§ TASK REQUIREMENTS
Starting with the line that has "Spot the house" in it, repeat every line through the last one, word for word, and give nothing more.

§ EXTRACTED INFORMATION
======

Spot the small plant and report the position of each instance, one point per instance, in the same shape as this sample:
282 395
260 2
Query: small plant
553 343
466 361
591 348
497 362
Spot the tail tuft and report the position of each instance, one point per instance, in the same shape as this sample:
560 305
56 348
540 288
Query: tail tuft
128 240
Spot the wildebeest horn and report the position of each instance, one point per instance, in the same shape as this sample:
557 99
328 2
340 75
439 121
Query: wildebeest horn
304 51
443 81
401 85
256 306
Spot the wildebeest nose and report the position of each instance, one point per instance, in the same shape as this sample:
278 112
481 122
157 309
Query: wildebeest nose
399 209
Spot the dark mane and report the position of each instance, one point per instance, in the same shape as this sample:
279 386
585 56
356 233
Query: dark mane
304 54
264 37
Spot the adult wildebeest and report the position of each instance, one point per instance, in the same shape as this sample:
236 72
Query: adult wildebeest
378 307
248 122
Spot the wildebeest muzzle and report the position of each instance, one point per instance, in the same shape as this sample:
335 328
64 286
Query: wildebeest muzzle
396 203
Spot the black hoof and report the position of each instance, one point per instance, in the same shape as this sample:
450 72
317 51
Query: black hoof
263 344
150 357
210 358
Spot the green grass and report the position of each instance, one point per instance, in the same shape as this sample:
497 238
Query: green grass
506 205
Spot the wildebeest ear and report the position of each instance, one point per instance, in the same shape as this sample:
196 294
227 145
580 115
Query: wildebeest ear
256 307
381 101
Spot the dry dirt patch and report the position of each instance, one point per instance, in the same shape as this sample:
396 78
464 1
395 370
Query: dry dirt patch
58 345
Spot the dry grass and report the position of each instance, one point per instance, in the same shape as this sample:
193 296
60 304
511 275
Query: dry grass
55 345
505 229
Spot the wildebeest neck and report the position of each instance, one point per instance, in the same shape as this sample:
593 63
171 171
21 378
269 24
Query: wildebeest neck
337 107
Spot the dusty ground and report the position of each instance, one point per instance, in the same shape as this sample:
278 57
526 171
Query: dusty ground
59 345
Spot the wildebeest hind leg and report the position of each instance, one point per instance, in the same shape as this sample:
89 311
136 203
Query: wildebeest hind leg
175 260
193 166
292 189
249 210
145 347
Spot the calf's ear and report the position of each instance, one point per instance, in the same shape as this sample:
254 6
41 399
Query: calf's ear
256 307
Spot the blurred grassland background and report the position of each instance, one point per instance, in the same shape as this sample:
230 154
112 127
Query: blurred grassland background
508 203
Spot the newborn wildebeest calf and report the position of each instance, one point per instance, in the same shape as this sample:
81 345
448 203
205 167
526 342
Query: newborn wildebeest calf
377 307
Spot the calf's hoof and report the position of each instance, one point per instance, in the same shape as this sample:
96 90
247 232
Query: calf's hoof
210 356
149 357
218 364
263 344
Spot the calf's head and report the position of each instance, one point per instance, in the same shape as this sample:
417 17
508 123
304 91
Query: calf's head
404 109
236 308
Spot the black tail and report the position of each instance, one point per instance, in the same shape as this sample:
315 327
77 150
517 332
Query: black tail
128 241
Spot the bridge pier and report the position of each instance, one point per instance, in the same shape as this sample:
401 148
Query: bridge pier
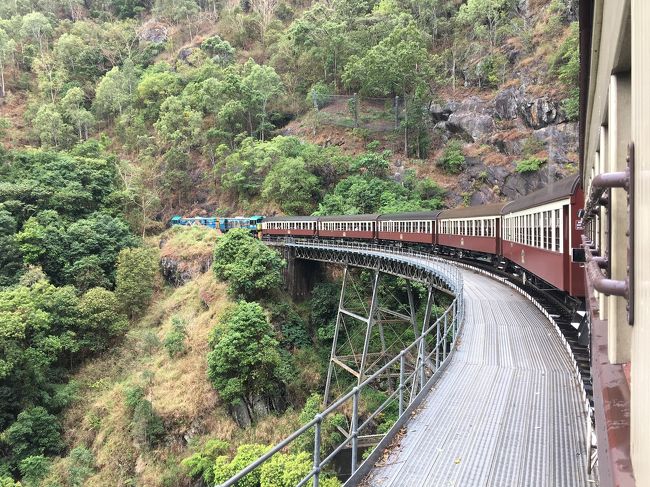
300 275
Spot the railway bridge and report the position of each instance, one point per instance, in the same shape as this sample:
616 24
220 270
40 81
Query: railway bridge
487 393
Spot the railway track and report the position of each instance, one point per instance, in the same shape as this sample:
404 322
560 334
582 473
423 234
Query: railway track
563 313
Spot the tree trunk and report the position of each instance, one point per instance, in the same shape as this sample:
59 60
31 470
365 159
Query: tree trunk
406 120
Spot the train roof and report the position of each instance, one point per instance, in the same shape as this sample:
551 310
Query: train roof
344 218
548 194
291 219
470 211
414 215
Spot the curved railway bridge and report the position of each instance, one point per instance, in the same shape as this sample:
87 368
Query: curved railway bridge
488 393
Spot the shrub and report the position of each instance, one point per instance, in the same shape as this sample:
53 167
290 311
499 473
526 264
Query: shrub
320 95
531 164
34 469
35 432
200 464
175 339
453 159
244 359
249 266
135 279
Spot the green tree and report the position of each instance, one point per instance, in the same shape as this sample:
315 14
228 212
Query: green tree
35 26
101 319
135 279
453 158
244 360
249 266
263 84
34 469
73 108
397 65
291 187
154 88
220 50
201 463
486 17
178 124
115 91
224 468
35 432
50 126
147 426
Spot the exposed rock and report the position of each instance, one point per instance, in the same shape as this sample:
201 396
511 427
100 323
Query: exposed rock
475 125
178 271
153 31
439 113
506 104
560 140
239 412
542 112
184 54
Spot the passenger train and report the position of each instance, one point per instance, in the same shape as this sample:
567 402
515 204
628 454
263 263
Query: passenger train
537 236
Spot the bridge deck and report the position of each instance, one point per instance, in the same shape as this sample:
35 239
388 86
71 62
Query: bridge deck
507 411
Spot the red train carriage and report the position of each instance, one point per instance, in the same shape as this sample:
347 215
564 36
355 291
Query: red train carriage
297 226
348 226
540 234
417 227
474 229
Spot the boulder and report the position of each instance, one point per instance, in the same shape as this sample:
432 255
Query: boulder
541 112
439 113
475 125
506 104
153 31
560 140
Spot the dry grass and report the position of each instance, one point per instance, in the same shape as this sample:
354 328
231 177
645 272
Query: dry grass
178 389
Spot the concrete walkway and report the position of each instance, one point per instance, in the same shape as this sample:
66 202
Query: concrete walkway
508 411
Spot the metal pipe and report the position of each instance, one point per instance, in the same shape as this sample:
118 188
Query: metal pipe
607 180
319 421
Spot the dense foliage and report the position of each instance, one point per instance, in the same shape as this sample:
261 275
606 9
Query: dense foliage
132 111
250 267
244 363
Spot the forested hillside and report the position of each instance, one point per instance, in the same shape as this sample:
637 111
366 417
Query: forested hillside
117 114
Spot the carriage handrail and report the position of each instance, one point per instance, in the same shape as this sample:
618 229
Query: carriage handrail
450 320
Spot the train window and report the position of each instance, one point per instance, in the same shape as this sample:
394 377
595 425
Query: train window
558 231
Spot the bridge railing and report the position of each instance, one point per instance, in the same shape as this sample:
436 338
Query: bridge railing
448 272
413 381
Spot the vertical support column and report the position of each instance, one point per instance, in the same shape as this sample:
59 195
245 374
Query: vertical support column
619 331
354 431
370 324
317 438
438 343
422 349
339 317
640 426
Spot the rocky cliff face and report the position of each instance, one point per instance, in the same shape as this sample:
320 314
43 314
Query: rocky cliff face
503 129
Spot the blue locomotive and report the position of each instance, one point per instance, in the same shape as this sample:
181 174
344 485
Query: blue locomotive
211 222
252 223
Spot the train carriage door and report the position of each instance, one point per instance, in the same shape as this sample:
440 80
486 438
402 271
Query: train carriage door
566 254
496 226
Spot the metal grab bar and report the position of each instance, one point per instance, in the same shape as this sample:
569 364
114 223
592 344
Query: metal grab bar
611 287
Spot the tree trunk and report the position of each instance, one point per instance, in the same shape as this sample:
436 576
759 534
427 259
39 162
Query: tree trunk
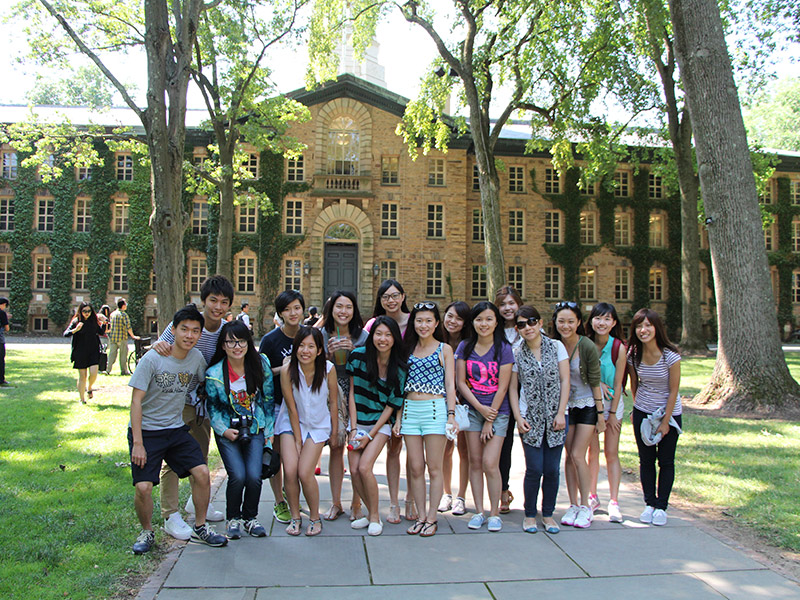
750 371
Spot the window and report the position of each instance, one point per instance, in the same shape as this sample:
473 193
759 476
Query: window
45 221
389 219
246 275
588 228
552 183
6 214
655 189
622 229
479 281
119 273
552 282
124 166
198 273
294 217
516 226
436 171
433 281
80 272
436 220
247 216
390 170
516 180
623 186
83 214
587 283
552 227
622 284
295 169
656 284
477 225
656 233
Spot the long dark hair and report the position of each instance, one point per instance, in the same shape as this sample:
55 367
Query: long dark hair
379 310
253 366
499 334
319 363
397 356
355 325
662 339
598 310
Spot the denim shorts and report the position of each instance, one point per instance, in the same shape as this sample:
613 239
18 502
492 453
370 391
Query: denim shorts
476 421
424 417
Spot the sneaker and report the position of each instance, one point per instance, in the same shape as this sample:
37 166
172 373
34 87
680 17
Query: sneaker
281 512
203 534
569 516
144 542
234 530
614 514
254 528
459 507
177 527
477 521
495 524
583 519
647 515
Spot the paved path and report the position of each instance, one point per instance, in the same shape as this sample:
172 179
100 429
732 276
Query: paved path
607 561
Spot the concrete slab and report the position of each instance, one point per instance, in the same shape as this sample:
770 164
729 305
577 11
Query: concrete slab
448 558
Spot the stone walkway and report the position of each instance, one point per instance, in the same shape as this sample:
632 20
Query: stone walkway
607 561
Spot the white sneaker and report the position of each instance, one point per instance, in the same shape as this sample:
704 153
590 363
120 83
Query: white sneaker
583 519
614 514
569 516
212 514
177 527
647 515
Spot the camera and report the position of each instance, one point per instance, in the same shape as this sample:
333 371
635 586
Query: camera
242 424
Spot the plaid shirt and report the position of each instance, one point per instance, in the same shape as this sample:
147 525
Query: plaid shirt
120 324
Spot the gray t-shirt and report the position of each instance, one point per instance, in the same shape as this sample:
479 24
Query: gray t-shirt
166 382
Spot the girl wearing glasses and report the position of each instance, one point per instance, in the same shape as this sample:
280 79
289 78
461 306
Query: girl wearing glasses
85 329
483 372
428 409
542 370
239 388
308 418
585 404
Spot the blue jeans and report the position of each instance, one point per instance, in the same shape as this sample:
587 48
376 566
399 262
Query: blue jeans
543 465
243 463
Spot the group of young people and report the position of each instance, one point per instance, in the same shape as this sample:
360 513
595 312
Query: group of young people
398 380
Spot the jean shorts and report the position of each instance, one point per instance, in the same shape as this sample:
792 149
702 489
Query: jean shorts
476 421
424 417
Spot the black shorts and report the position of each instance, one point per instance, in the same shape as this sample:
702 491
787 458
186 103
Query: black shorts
583 416
174 446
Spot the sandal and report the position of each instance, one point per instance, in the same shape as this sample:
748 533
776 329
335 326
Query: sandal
294 526
314 527
416 527
394 514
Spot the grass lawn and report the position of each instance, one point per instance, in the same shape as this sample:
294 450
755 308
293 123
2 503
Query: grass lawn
66 499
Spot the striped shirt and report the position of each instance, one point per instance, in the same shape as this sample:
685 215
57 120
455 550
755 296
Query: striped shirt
372 399
652 392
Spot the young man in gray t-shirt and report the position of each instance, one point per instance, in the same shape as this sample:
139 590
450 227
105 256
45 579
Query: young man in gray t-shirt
158 434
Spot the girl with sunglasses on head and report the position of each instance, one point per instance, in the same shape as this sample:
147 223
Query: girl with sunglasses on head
541 366
655 369
604 329
429 408
307 419
239 389
585 404
483 372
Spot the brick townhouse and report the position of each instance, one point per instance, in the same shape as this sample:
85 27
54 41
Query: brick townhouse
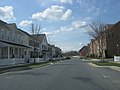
109 44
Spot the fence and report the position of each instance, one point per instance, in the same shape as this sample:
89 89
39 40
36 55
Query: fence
117 58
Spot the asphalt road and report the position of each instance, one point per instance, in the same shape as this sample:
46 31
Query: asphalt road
67 75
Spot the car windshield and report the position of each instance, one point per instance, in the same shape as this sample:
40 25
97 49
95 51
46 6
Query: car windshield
59 44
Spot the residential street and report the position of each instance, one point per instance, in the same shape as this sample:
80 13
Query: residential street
67 75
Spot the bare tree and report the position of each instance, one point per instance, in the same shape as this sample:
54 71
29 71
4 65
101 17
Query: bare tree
35 29
96 30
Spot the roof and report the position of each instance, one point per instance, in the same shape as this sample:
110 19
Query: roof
24 32
4 24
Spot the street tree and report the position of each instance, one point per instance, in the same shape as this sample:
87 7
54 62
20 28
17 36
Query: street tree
96 30
35 31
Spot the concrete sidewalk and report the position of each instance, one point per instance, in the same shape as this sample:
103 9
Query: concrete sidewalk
111 67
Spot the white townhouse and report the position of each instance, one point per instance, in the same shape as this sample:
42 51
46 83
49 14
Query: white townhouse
13 42
43 46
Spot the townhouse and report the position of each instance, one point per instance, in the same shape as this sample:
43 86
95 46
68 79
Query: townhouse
18 44
13 42
108 45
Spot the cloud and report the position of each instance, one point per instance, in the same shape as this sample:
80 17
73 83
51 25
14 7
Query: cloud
66 1
25 23
91 6
53 13
6 13
74 26
78 24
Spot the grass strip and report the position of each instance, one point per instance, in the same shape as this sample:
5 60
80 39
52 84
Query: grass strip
107 64
24 66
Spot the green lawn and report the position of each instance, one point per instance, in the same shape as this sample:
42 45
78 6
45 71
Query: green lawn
107 64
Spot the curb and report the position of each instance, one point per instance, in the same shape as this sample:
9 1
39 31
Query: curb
111 67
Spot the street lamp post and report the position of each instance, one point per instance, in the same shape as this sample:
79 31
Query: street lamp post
117 49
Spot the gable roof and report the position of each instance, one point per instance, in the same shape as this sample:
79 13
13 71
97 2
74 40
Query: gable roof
39 37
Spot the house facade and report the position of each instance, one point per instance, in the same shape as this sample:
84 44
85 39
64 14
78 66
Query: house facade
13 43
108 45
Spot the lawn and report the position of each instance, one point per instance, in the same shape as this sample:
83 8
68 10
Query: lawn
107 64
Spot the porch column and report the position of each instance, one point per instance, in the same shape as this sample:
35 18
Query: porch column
8 52
18 53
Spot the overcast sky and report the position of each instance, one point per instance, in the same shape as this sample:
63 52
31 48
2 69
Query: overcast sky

======

§ ANSWER TO THE PROBLEM
Spot the house facade and report the position of each instance, one point per instance, in the same shape as this sample:
84 44
85 39
64 14
78 66
Query: house facade
13 43
108 45
Spot the lawn and report the position of each instance, one point per instance, in the same shape as this sample:
83 8
68 10
Query: lawn
107 64
Spot the porch column and report the position of each instance, one point per instance, in the same shape as this sample:
35 18
Query: porch column
8 52
18 53
Spot the overcast sky and report the position of each instance, one point per instance, in the same shape as this sample:
63 52
31 48
2 69
Query: overcast sky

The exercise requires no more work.